Task objective: Report each line of the records where "built" occurs.

*** Given records Section Begins ***

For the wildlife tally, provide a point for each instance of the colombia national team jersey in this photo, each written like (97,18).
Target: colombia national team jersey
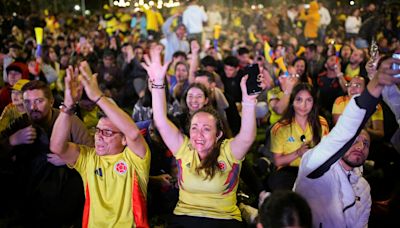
(115,188)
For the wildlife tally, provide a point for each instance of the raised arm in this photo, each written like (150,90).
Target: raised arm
(59,144)
(245,138)
(171,135)
(194,61)
(118,117)
(356,113)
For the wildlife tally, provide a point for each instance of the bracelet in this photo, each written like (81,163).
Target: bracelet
(98,99)
(154,86)
(249,103)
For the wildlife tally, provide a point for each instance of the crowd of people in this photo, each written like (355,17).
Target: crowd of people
(143,118)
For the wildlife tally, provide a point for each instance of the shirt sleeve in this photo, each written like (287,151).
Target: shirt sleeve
(277,139)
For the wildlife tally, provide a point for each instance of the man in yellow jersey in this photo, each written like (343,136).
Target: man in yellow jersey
(115,172)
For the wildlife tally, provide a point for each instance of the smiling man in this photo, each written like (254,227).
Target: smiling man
(115,172)
(46,192)
(330,174)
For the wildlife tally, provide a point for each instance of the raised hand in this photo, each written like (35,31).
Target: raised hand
(152,64)
(55,159)
(246,97)
(372,66)
(73,87)
(23,136)
(195,47)
(89,81)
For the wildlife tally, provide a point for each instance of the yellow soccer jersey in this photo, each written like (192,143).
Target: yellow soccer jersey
(211,198)
(115,188)
(285,139)
(341,102)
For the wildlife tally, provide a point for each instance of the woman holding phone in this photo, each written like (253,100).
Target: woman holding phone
(299,129)
(208,164)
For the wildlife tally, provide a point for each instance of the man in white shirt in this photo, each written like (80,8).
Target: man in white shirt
(193,18)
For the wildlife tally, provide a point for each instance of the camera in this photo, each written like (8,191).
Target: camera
(396,66)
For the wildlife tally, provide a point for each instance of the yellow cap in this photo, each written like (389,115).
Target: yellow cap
(19,84)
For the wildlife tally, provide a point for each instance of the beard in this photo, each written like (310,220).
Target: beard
(36,115)
(353,162)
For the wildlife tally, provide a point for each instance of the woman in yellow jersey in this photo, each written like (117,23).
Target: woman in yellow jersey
(300,128)
(208,165)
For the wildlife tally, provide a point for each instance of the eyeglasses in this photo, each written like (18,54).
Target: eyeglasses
(365,142)
(36,102)
(356,85)
(106,132)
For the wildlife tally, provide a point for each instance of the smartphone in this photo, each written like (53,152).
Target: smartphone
(253,84)
(374,50)
(396,66)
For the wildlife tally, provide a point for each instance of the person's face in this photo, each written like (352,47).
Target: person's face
(244,59)
(53,55)
(204,81)
(32,68)
(356,57)
(331,63)
(195,99)
(203,133)
(309,54)
(358,152)
(181,73)
(303,103)
(300,67)
(108,139)
(13,77)
(230,71)
(108,61)
(346,52)
(37,105)
(138,52)
(14,52)
(356,86)
(180,32)
(16,98)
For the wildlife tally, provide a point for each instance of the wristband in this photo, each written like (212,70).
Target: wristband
(249,103)
(67,110)
(98,99)
(154,86)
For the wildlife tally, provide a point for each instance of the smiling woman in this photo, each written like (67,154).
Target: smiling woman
(208,165)
(299,129)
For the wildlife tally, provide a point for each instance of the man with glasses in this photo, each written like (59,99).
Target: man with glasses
(330,174)
(115,172)
(46,193)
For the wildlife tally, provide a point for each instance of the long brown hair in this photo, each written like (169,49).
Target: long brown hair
(313,116)
(210,163)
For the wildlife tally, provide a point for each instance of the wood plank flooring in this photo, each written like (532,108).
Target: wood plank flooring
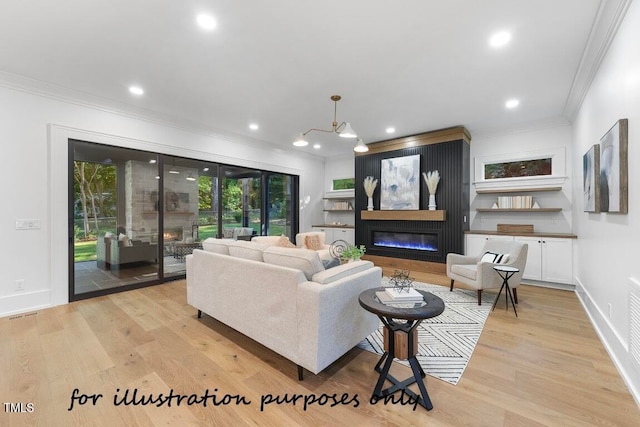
(544,368)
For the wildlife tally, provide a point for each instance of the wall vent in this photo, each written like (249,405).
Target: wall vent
(634,322)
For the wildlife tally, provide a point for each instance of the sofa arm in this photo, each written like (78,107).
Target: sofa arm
(330,319)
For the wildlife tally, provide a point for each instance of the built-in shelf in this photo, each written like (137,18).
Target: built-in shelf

*** Given records Section Ends ***

Result of the task:
For the wildlife tally, provide a point for each instance of the built-in shelf in this photo, each written like (137,18).
Target: built-in shelf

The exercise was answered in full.